◆ PASSAGE SHOWN ◆
- - - - -

# Outreach Data

This notebook is just looking at the raw data, downloading it and getting it in the right shape.

#### Requirements

*Note-to-self:* Here's a list of things to keep in mind when going through the data/analysis.

- Gaza, Tel Aviv, Israel, and Palestine need segmentation. (To be done by Natasa)
- Some projects/classifications will need links added.

In [2]:
# Project variables
data_dir = '../data/'

outreach_f = data_dir + 'IWP_map.csv'

In [3]:
# Libraries
import pandas as pd
import json

%matplotlib inline

#### Extract Outreach data from CSV

In [6]:
df = pd.read_csv(outreach_f)

print ("{} rows".format(len(outreach_f)))
print (df.columns.tolist())
df.head(20)

- - - - -

◆ RECORDED DATA ◆
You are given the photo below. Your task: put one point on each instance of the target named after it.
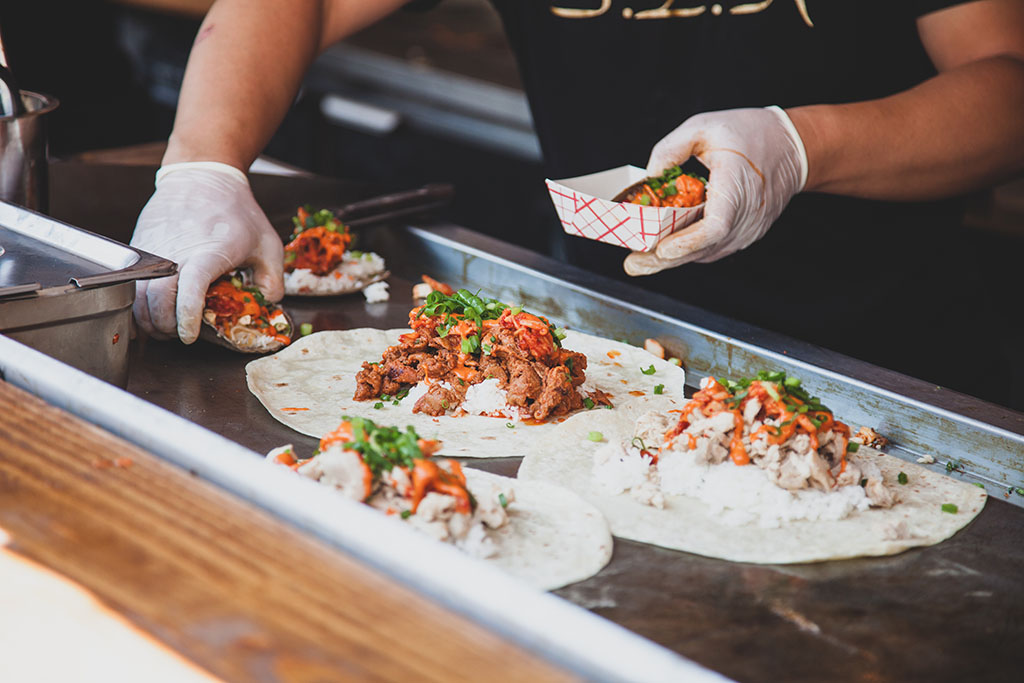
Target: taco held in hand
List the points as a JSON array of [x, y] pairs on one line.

- - - - -

◆ EXERCISE SET ◆
1/ For each statement, answer yes or no according to the Outreach Data notebook, and quote the words that decide it. (a) The notebook loads the CSV file with pandas. (b) The segmentation of Gaza, Tel Aviv, Israel, and Palestine is assigned to Natasa. (c) The notebook sets its data directory to '../output/'.
2/ In the Outreach Data notebook, what file name is joined to the data directory to form the outreach file path?

◆ SOLUTIONS BELOW ◆
1/
(a) Yes: "df = pd.read_csv(outreach_f)"
(b) Yes: "Gaza, Tel Aviv, Israel, and Palestine need segmentation. (To be done by Natasa)"
(c) No: "data_dir = '../data/'"

2/ 'IWP_map.csv'